Please filter the data below down to the lines holding the string "target".

**ENTRIES SHOWN**
☆ ☆ ☆ ☆ ☆ ☆ ☆

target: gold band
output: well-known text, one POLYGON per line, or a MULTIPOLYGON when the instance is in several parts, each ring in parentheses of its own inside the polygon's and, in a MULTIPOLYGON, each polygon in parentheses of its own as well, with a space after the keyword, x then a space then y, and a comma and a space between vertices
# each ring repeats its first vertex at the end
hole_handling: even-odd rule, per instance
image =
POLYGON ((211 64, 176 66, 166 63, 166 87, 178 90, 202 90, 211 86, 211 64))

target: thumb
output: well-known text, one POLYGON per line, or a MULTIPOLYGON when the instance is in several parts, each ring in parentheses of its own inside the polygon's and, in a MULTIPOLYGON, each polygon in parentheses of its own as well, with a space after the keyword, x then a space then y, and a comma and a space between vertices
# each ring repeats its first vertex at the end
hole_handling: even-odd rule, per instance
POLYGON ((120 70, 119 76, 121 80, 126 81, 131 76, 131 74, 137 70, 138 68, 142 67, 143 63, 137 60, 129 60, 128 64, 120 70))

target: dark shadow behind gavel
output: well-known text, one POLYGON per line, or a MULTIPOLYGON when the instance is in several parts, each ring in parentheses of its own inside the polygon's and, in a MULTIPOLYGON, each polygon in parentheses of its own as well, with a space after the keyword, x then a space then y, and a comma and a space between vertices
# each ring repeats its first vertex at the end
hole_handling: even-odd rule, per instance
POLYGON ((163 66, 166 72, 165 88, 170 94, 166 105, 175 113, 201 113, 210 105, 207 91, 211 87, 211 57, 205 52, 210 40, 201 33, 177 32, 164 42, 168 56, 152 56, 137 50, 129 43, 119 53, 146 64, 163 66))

☆ ☆ ☆ ☆ ☆ ☆ ☆

**SOLUTION TO THIS PROBLEM**
target: gold band
target: thumb
target: dark shadow behind gavel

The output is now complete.